ACTION ITEM:
The records are to be copied exactly and in full.

Records from a data collection:
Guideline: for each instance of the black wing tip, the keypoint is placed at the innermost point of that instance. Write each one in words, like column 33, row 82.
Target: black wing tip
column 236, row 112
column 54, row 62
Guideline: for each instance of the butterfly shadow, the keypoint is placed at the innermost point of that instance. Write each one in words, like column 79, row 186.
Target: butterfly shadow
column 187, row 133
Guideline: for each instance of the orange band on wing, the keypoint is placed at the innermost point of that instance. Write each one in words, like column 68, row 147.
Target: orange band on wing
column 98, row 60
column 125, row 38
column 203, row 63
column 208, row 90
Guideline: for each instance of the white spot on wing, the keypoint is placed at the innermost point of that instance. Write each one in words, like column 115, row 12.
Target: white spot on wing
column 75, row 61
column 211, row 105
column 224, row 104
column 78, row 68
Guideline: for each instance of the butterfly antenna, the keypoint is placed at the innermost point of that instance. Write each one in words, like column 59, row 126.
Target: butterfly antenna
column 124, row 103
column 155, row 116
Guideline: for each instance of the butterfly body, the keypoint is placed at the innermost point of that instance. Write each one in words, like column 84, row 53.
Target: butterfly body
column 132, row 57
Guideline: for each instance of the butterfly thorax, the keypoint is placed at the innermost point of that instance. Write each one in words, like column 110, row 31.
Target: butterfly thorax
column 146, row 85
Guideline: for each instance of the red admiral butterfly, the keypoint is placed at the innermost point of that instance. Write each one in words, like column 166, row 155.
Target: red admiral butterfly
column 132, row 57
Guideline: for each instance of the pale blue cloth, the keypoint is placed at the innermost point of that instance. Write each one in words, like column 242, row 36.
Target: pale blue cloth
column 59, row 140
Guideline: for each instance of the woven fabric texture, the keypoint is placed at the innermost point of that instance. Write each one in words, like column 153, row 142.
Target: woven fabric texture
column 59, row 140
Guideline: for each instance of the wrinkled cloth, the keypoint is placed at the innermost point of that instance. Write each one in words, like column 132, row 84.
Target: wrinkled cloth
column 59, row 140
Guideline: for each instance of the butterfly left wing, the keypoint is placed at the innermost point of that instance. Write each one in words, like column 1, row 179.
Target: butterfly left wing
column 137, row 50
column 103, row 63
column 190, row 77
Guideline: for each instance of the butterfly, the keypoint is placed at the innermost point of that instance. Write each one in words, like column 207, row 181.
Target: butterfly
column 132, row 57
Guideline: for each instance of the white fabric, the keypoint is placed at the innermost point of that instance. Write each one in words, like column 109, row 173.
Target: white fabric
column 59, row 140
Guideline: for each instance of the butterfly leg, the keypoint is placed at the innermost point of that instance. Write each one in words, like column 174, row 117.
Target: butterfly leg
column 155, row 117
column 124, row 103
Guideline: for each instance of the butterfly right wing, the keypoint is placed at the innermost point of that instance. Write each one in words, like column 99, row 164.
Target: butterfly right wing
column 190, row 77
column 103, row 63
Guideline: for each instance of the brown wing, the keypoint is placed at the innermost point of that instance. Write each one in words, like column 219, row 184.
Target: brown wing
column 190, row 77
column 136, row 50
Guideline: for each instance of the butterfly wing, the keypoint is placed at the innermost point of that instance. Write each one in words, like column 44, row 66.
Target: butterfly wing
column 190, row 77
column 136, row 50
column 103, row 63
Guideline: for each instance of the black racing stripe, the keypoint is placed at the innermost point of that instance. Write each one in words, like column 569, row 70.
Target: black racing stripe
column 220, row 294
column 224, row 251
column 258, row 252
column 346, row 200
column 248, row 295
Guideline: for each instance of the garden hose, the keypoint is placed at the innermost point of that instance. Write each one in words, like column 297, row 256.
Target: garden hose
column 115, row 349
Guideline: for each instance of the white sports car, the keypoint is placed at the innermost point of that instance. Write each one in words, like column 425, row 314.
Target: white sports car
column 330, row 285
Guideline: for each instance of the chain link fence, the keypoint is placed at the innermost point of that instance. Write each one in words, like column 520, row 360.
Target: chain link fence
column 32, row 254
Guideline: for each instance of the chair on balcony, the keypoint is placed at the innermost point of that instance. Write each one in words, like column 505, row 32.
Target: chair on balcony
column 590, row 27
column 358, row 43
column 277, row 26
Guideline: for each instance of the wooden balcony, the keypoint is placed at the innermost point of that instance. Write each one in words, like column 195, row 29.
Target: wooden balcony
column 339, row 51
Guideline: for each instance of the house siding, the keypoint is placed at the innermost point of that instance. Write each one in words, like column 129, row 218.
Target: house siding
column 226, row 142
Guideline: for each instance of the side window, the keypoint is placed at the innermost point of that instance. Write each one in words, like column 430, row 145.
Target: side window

WRITTEN SOLUTION:
Guideline: for each instance of the black wing tip, the keypoint is placed at the innermost point of that instance. Write each one in words, like column 33, row 82.
Target: black wing tip
column 236, row 112
column 54, row 62
Guideline: for each instance of the butterfly shadow, the keypoint is placed at the innermost point of that instance. Write each one in words, like column 79, row 186.
Target: butterfly shadow
column 187, row 133
Guideline: for each instance of the orange band on wing, the keypoint is placed at the innermost point of that instance. Write each one in words, like column 68, row 147.
Target: orange band on wing
column 98, row 60
column 125, row 38
column 203, row 63
column 208, row 90
Guideline: for each instance of the white spot on wing, the keypoint is placed at the innermost point of that instance. Write each one in words, like column 115, row 12.
Target: white spot on wing
column 75, row 61
column 211, row 105
column 224, row 104
column 78, row 68
Guideline: for each instance of the butterfly antenna, the keypoint is placed at the innermost point of that instance. Write each one in words, like column 59, row 126.
Target: butterfly antenna
column 124, row 103
column 155, row 116
Guideline: for each instance of the butterfly body, the keypoint is placed at the innermost point of that instance. Write each one in words, like column 84, row 53.
Target: butterfly body
column 132, row 57
Guideline: for each instance of the butterfly thorax, the keypoint is placed at the innermost point of that instance. Write each one in words, like column 110, row 31.
Target: butterfly thorax
column 146, row 85
Guideline: for each instance of the red admiral butterfly, the keypoint is placed at the innermost point of that instance. Write each one in words, like column 166, row 155.
Target: red admiral butterfly
column 132, row 57
Guideline: for each instance of the pale blue cloth, the keypoint is placed at the innermost point of that instance. Write each one in words, like column 242, row 36.
Target: pale blue cloth
column 59, row 140
Guideline: for each instance of the woven fabric texture, the keypoint is placed at the innermost point of that instance. Write each one in words, like column 153, row 142.
Target: woven fabric texture
column 59, row 140
Guideline: for each instance of the wrinkled cloth, the keypoint is placed at the innermost point of that instance. Write each one in words, like column 132, row 84.
Target: wrinkled cloth
column 59, row 140
Guideline: for each instance of the butterfly left wing, the keypoint is placed at the innermost point of that instance. Write each one in words, like column 1, row 179.
Target: butterfly left wing
column 137, row 50
column 103, row 63
column 190, row 77
Guideline: for each instance of the butterfly, the keypoint is placed at the innermost point of that instance. Write each one in words, like column 207, row 181.
Target: butterfly
column 132, row 57
Guideline: for each instance of the white fabric, the keypoint is placed at the innermost point of that instance. Write each one in words, like column 109, row 173.
Target: white fabric
column 59, row 140
Guideline: for each instance of the butterfly leg, the keypoint is placed at the innermost point of that instance. Write each one in words, like column 174, row 117.
Target: butterfly leg
column 155, row 117
column 124, row 103
Guideline: for each instance of the butterfly right wing, the keypoint is placed at the innermost point of that instance. Write each one in words, like column 99, row 164.
Target: butterfly right wing
column 190, row 77
column 103, row 63
Guideline: for each instance of the brown wing, the keypoint is placed at the innermost point of that instance. Write each one in words, like column 219, row 184.
Target: brown wing
column 190, row 77
column 136, row 50
Guideline: for each instance of the butterfly wing, the keypoint is placed at the innermost point of that instance. Write each one in words, like column 44, row 66.
Target: butterfly wing
column 190, row 77
column 136, row 50
column 103, row 63
Guideline: for each instance of the black racing stripe, the keypoint is placed at the innermost point of that instance. Write each one in words, like column 569, row 70.
Target: black racing stripe
column 220, row 294
column 224, row 251
column 258, row 252
column 346, row 200
column 248, row 295
Guideline: for each instance of the garden hose, the keypoint is placed at the innermost point of that instance. Write each one in words, like column 297, row 256.
Target: garden hose
column 115, row 349
Guideline: for each instance of the white sports car, the keypoint is placed at the innermost point of that instance. Write each one in words, like column 425, row 314.
Target: white sports car
column 330, row 285
Guideline: for each instance of the chain link fence, the keypoint is placed at the innermost point of that instance. Write each one in words, like column 520, row 360.
Target: chain link fence
column 32, row 254
Guideline: for each instance of the chair on balcony, the keypoint is placed at the innermost point of that instance. Write each one in words, like column 505, row 32.
Target: chair on balcony
column 590, row 27
column 358, row 43
column 277, row 26
Guideline: for each instance of the wooden balcony, the keypoint is placed at the innermost point of that instance. Write each one in words, like column 195, row 29.
Target: wooden balcony
column 339, row 51
Guideline: for each instance of the house siding, the keypoint is placed at the innermost point of that instance. Write each one in words, like column 129, row 218.
Target: house siding
column 226, row 142
Guideline: for each instance of the side window, the keypoint is placed at the innermost point of that instance. Write each one in words, like column 430, row 145.
Target: side window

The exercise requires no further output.